Robert Norman Pederson, Appellant, v. United States of America, Appellee, 392 F.2d 41 (9th Cir. 1968)Annotate this Case
Michael W. Rotberg (argued), of Boyko & Simmons, Los Angeles, Cal., for appellant.
Theodore Orliss (argued), Asst. U. S. Atty., William M. Byrne, Jr., U. S. Atty., Robert L. Brosio, Asst. U. S. Atty., Chief, Criminal Div., Gabriel A. Gutierrez, Asst. U. S. Atty., Los Angeles, Cal., for appellee.
Before ELY and CARTER, Circuit Judges, and CARR, District Judge.
CARR, District Judge.
This is an appeal from a conviction on a four-count indictment charging conspiracy to smuggle goods into the United States, in violation of Title 18, United States Code, Section 371; concealment and transportation of amphetamine sulfate tablets and barbiturate capsules, in violation of Title 18, United States Code, Section 545; and possession of stimulant or depressant drugs, in violation of Title 21, United States Code, Sections 331(q) (3) and 360a(c).
Appellant contends that the evidence was insufficient and, in particular, it failed to establish a corpus delicti.

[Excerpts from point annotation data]
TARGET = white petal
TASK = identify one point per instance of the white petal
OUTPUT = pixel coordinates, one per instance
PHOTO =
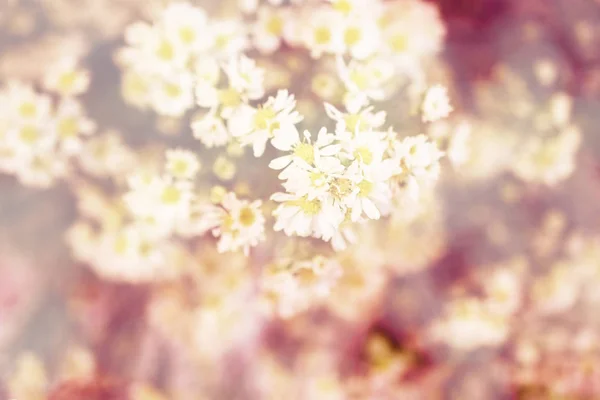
(280, 162)
(285, 138)
(370, 210)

- _SHORT PROBLEM 1_: Summarize the court opinion in two sentences.
- _SHORT PROBLEM 2_:
Answer these questions using the court opinion:
(a) Who argued for the appellant?
(b) Which judges heard the case?
(c) Which section of Title 18 of the United States Code does the conspiracy charge cite?
- _SHORT PROBLEM 3_: Reproduce the court opinion's text, beginning at the words "Robert Norman Pederson, Appellant, v." and stopping after "Cal., for appellee.".

- _CORRECT OUTPUT 1_: Robert Norman Pederson appeals to the Ninth Circuit from a conviction on a four-count indictment charging conspiracy to smuggle goods into the United States, concealment and transportation of amphetamine sulfate tablets and barbiturate capsules, and possession of stimulant or depressant drugs. He contends that the evidence was insufficient and, in particular, that it failed to establish a corpus delicti.

- _CORRECT OUTPUT 2_:
(a) Michael W. Rotberg, of Boyko & Simmons, Los Angeles.
(b) Circuit Judges Ely and Carter, and District Judge Carr.
(c) Section 371.

- _CORRECT OUTPUT 3_:
Robert Norman Pederson, Appellant, v. United States of America, Appellee, 392 F.2d 41 (9th Cir. 1968)Annotate this Case
Michael W. Rotberg (argued), of Boyko & Simmons, Los Angeles, Cal., for appellant.
Theodore Orliss (argued), Asst. U. S. Atty., William M. Byrne, Jr., U. S. Atty., Robert L. Brosio, Asst. U. S. Atty., Chief, Criminal Div., Gabriel A. Gutierrez, Asst. U. S. Atty., Los Angeles, Cal., for appellee.